:: Fragmento ::
Rescatemos una última percepción : la que sostiene que, habida cuenta del fracaso palmario de las medidas abrazadas en los últimos años en Kosovo, lo suyo sería aplazar cualquier decisión relativa al status final de éste. Digámoslo de otra manera : como quiera que el protectorado internacional en modo alguno ha permitido consolidar instituciones democráticas y menos aún ha servido para garantizar los derechos de las minorías —ahí está, para testimoniarlo, la tétrica situación de la minoría serbia—, cualquier fórmula de autodeterminación, y la presumible secuela de secesión, estaría hoy lastrada desde el principio.

:: Líneas registradas ::
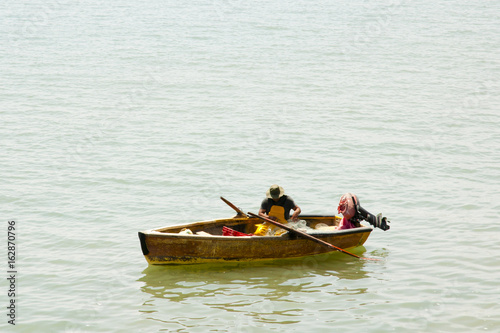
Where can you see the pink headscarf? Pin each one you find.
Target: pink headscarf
(348, 209)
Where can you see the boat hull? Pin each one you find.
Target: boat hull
(167, 246)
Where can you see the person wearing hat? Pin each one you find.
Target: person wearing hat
(277, 205)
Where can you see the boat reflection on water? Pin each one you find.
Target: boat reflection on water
(271, 279)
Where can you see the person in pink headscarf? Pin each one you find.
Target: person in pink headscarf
(353, 213)
(347, 207)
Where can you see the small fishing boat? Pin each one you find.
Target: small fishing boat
(240, 238)
(204, 242)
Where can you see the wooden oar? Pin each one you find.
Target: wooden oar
(303, 234)
(239, 211)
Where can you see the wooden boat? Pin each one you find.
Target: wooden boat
(206, 244)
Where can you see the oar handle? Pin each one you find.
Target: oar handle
(239, 211)
(305, 235)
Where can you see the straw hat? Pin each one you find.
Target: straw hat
(275, 192)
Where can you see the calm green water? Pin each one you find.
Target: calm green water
(128, 115)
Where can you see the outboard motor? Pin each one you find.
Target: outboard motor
(351, 209)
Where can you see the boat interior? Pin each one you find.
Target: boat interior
(246, 225)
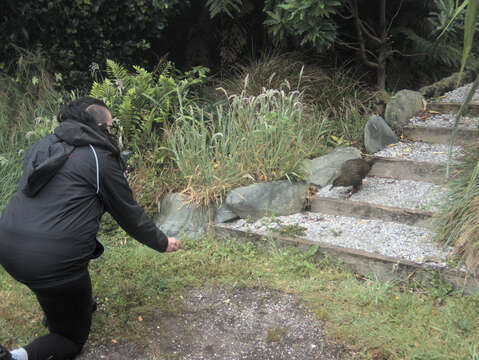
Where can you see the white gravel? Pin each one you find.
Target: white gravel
(444, 120)
(459, 94)
(419, 151)
(407, 194)
(391, 239)
(385, 238)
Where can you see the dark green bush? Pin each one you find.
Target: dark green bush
(76, 35)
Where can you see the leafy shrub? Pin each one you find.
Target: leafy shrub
(141, 101)
(75, 34)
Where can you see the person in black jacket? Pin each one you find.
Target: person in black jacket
(48, 229)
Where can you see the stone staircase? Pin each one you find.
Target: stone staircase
(386, 228)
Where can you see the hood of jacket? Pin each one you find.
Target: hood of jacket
(47, 157)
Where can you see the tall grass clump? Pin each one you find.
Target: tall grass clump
(459, 218)
(28, 104)
(337, 97)
(251, 138)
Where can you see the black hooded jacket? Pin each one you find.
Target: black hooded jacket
(70, 178)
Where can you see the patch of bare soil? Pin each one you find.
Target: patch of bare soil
(231, 324)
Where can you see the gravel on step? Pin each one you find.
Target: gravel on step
(458, 95)
(408, 194)
(374, 236)
(419, 151)
(444, 120)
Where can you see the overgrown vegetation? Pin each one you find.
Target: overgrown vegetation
(459, 219)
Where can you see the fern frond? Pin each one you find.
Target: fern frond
(227, 7)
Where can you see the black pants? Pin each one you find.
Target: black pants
(67, 308)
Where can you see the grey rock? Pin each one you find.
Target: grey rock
(320, 171)
(224, 214)
(378, 134)
(178, 218)
(402, 106)
(267, 199)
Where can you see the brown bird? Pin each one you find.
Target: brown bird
(352, 173)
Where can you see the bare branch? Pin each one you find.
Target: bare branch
(362, 47)
(368, 33)
(394, 16)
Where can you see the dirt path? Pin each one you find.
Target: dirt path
(219, 324)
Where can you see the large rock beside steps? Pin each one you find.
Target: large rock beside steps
(377, 134)
(267, 199)
(401, 107)
(322, 170)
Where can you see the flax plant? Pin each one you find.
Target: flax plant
(459, 218)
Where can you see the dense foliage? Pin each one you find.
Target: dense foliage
(78, 34)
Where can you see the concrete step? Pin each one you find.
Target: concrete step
(409, 170)
(440, 135)
(449, 107)
(357, 260)
(407, 202)
(364, 210)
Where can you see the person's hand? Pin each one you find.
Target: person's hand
(173, 245)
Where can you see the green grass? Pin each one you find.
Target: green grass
(250, 139)
(381, 320)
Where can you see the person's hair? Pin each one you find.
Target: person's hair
(77, 110)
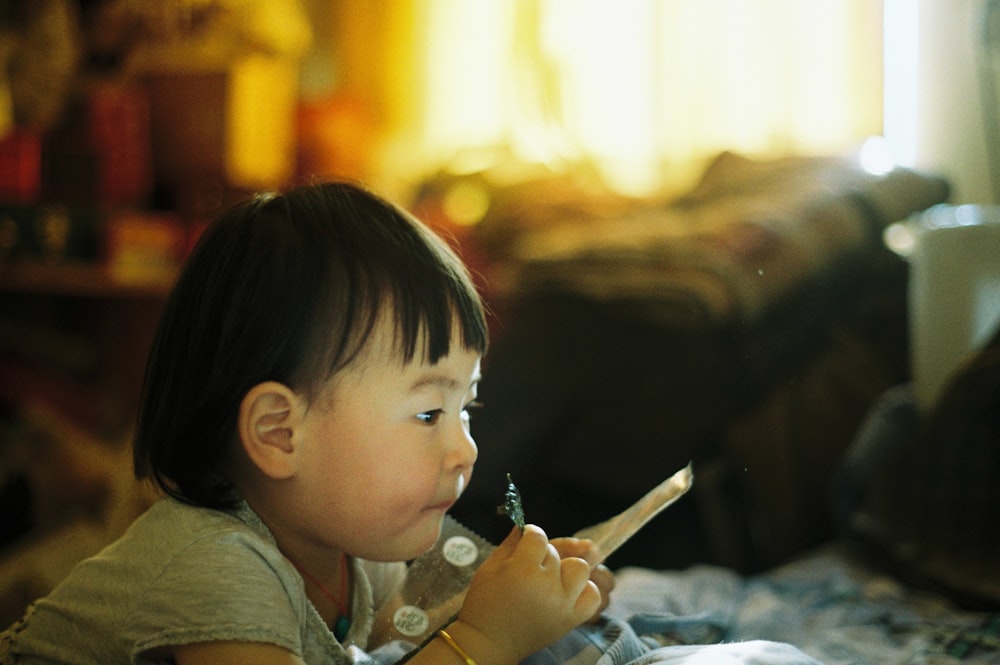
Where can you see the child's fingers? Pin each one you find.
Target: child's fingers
(578, 547)
(577, 583)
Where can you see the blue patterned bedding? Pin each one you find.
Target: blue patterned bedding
(830, 605)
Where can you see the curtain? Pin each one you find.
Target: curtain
(644, 90)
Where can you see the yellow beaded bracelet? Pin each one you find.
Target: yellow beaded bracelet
(450, 641)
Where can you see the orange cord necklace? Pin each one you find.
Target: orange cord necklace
(342, 623)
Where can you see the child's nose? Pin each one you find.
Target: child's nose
(462, 449)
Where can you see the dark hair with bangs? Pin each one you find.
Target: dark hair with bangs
(287, 288)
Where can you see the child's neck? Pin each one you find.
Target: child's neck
(331, 595)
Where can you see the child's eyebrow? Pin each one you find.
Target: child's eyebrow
(438, 380)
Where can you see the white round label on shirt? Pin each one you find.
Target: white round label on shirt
(411, 621)
(460, 551)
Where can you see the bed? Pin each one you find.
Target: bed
(831, 510)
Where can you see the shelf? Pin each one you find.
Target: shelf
(85, 280)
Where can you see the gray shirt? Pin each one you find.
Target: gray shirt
(182, 575)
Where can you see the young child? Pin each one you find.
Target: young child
(306, 412)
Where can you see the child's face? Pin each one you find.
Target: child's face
(389, 450)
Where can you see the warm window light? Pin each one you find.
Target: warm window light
(876, 156)
(648, 90)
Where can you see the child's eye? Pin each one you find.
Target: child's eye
(429, 417)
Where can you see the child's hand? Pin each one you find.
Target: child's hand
(526, 596)
(600, 575)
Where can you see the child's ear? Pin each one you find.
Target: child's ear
(269, 415)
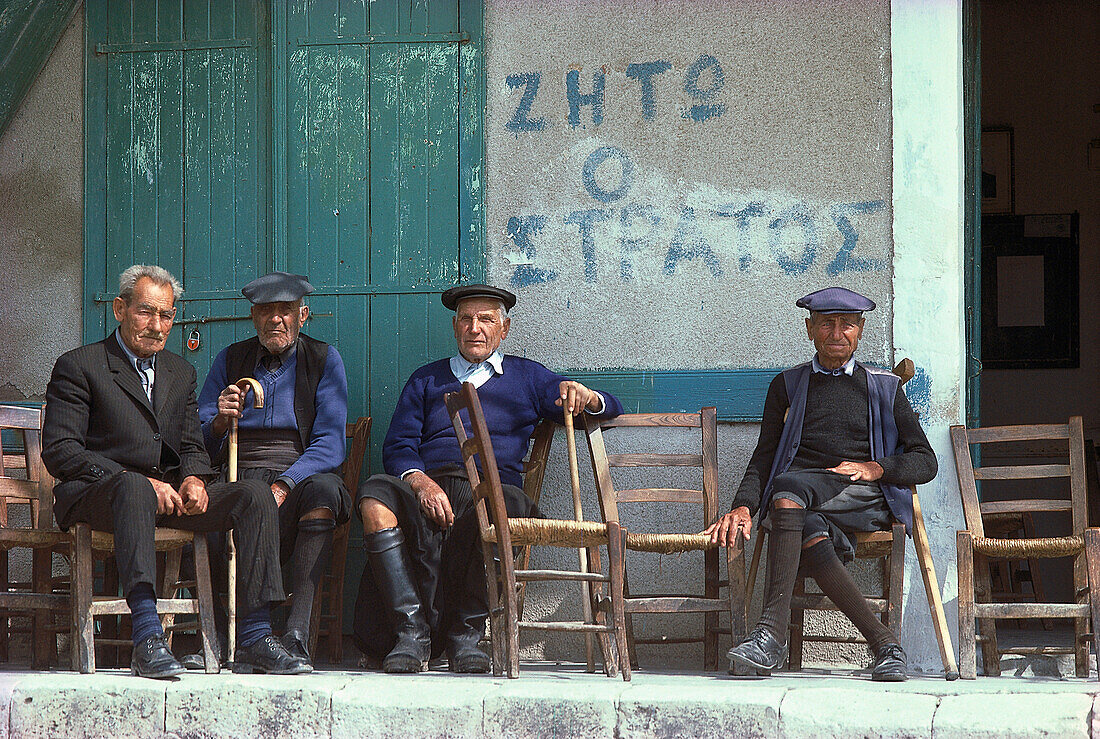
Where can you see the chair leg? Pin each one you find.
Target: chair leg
(616, 566)
(987, 627)
(738, 595)
(207, 629)
(1092, 567)
(169, 585)
(968, 659)
(796, 628)
(897, 578)
(84, 648)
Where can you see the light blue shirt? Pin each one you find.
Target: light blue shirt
(144, 367)
(846, 368)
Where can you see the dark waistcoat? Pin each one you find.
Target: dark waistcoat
(241, 360)
(881, 387)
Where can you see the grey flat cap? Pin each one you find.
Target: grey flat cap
(277, 287)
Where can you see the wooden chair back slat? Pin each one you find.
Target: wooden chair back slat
(655, 460)
(646, 420)
(1023, 472)
(660, 495)
(1001, 507)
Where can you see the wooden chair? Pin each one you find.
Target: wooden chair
(41, 599)
(504, 532)
(889, 548)
(327, 616)
(976, 549)
(711, 603)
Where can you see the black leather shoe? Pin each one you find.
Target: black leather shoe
(295, 642)
(760, 652)
(153, 659)
(889, 664)
(464, 654)
(270, 655)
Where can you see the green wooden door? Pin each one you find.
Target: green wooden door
(338, 139)
(176, 118)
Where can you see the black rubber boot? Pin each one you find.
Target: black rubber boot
(392, 570)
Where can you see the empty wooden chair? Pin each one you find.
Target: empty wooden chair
(37, 599)
(710, 600)
(498, 536)
(975, 549)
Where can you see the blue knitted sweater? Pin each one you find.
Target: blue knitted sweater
(421, 437)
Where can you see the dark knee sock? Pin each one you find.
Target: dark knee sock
(312, 551)
(143, 619)
(836, 583)
(784, 544)
(254, 627)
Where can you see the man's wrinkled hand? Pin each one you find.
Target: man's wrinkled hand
(194, 495)
(168, 500)
(725, 531)
(857, 471)
(433, 502)
(574, 397)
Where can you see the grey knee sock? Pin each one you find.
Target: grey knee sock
(784, 546)
(312, 551)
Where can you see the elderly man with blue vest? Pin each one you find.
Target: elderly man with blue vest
(424, 588)
(839, 445)
(295, 443)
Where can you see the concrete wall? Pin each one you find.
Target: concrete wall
(41, 214)
(671, 225)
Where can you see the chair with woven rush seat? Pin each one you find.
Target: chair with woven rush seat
(39, 599)
(976, 549)
(889, 547)
(327, 615)
(503, 533)
(711, 602)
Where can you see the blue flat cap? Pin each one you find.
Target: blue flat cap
(452, 296)
(277, 287)
(835, 300)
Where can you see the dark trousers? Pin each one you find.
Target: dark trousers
(124, 504)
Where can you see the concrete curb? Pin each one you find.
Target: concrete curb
(547, 702)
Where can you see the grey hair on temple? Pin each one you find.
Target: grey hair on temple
(129, 278)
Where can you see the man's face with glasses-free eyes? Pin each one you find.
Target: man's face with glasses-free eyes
(145, 319)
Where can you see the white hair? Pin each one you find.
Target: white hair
(130, 276)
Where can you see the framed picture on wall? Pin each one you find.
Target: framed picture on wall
(998, 171)
(1030, 288)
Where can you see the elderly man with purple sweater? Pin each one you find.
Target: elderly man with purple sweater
(424, 588)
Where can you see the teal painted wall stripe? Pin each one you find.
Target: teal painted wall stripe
(737, 394)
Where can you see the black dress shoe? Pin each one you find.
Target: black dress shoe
(295, 643)
(153, 659)
(760, 652)
(270, 655)
(889, 664)
(464, 654)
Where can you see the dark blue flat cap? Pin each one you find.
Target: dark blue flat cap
(277, 287)
(835, 300)
(452, 296)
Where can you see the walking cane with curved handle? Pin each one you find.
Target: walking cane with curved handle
(257, 401)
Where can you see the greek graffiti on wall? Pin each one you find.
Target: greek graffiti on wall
(617, 228)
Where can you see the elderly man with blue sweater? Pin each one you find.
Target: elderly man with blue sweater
(295, 443)
(424, 588)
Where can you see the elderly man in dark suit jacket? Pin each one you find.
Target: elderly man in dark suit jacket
(122, 439)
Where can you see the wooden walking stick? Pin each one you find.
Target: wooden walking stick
(257, 396)
(574, 478)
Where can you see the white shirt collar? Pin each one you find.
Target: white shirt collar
(477, 373)
(847, 367)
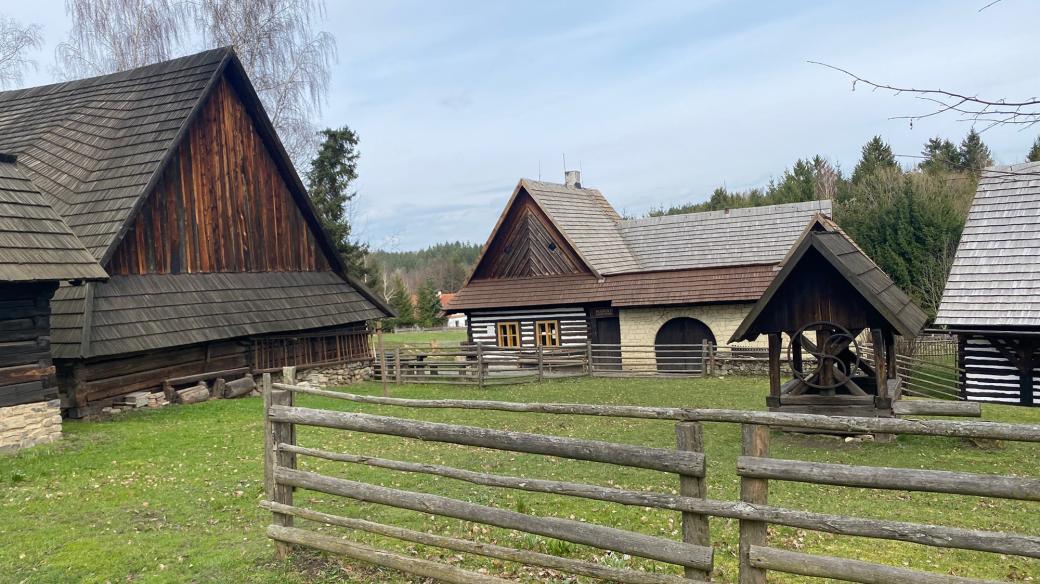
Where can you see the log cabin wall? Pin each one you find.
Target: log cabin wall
(990, 376)
(573, 322)
(26, 372)
(222, 205)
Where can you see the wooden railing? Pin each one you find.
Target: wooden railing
(686, 460)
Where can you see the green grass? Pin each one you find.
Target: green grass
(171, 495)
(441, 338)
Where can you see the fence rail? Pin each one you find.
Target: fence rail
(755, 469)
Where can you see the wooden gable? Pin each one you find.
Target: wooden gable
(221, 206)
(527, 244)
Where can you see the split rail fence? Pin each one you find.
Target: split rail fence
(686, 461)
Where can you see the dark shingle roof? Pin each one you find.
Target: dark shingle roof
(995, 277)
(140, 313)
(35, 244)
(864, 276)
(92, 146)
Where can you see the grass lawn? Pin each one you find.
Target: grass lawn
(171, 495)
(424, 338)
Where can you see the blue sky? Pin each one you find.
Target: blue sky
(657, 102)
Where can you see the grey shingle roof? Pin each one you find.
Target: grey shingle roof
(35, 244)
(613, 245)
(754, 235)
(92, 146)
(140, 313)
(995, 277)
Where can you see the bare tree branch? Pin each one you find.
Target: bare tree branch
(972, 108)
(16, 41)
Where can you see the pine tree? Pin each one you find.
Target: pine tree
(427, 304)
(400, 301)
(940, 156)
(330, 184)
(877, 155)
(1034, 155)
(975, 153)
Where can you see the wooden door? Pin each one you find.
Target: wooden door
(679, 345)
(606, 332)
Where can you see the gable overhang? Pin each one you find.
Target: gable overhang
(521, 188)
(801, 247)
(231, 68)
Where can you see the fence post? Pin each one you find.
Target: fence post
(541, 363)
(755, 442)
(383, 359)
(396, 365)
(479, 366)
(690, 436)
(275, 433)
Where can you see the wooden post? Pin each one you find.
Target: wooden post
(541, 363)
(774, 357)
(755, 442)
(690, 436)
(880, 363)
(479, 366)
(396, 365)
(383, 357)
(274, 434)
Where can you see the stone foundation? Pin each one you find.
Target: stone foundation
(336, 375)
(22, 426)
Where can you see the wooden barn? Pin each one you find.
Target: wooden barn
(992, 296)
(562, 268)
(174, 180)
(37, 251)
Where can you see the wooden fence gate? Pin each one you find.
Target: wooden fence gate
(686, 460)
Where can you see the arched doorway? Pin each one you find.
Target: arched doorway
(678, 345)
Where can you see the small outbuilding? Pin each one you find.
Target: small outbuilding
(992, 296)
(824, 297)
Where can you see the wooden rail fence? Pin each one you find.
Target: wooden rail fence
(686, 460)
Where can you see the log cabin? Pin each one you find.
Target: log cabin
(173, 178)
(991, 300)
(563, 268)
(37, 251)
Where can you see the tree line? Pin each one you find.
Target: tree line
(907, 218)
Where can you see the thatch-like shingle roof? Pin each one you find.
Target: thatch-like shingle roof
(995, 277)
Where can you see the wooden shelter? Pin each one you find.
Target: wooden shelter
(992, 296)
(174, 180)
(825, 296)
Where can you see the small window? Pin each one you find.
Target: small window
(509, 334)
(547, 333)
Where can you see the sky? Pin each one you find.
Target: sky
(656, 102)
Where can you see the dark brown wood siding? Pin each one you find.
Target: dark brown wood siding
(528, 245)
(26, 373)
(221, 206)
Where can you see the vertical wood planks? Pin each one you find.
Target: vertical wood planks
(222, 205)
(690, 436)
(754, 442)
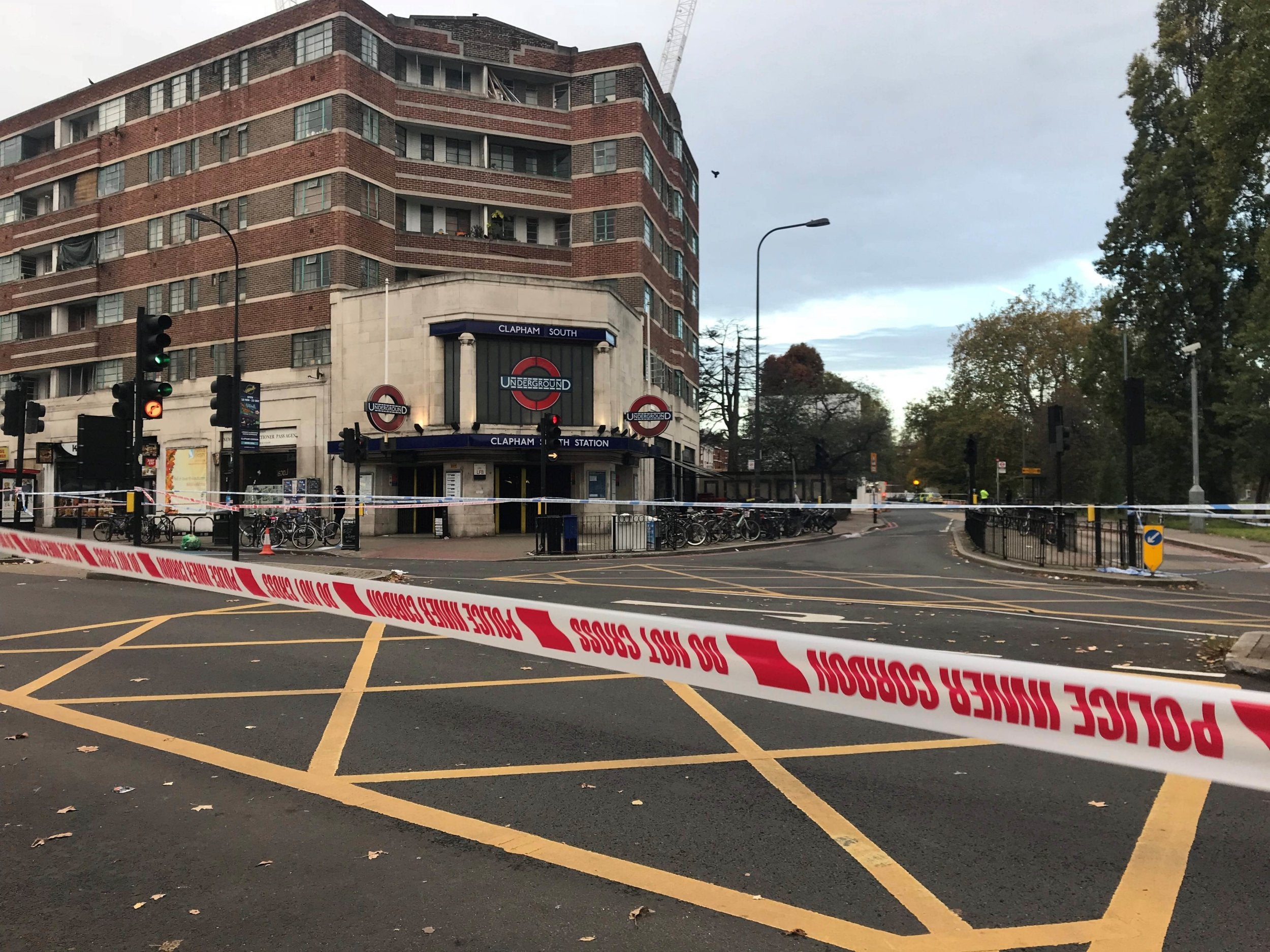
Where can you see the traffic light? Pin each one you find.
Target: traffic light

:: Tareas por hacer ::
(A) Enumera, en el orden en que aparecen, todas las palabras del fragmento que terminan en "-ión".
(B) Copia del fragmento el pasaje que empieza con "Rescatemos una última" y sigue hasta "desde el principio.".

:: Conjunto de respuestas ::
(A) percepción, decisión, situación, autodeterminación, secesión

(B)
Rescatemos una última percepción : la que sostiene que, habida cuenta del fracaso palmario de las medidas abrazadas en los últimos años en Kosovo, lo suyo sería aplazar cualquier decisión relativa al status final de éste. Digámoslo de otra manera : como quiera que el protectorado internacional en modo alguno ha permitido consolidar instituciones democráticas y menos aún ha servido para garantizar los derechos de las minorías —ahí está, para testimoniarlo, la tétrica situación de la minoría serbia—, cualquier fórmula de autodeterminación, y la presumible secuela de secesión, estaría hoy lastrada desde el principio.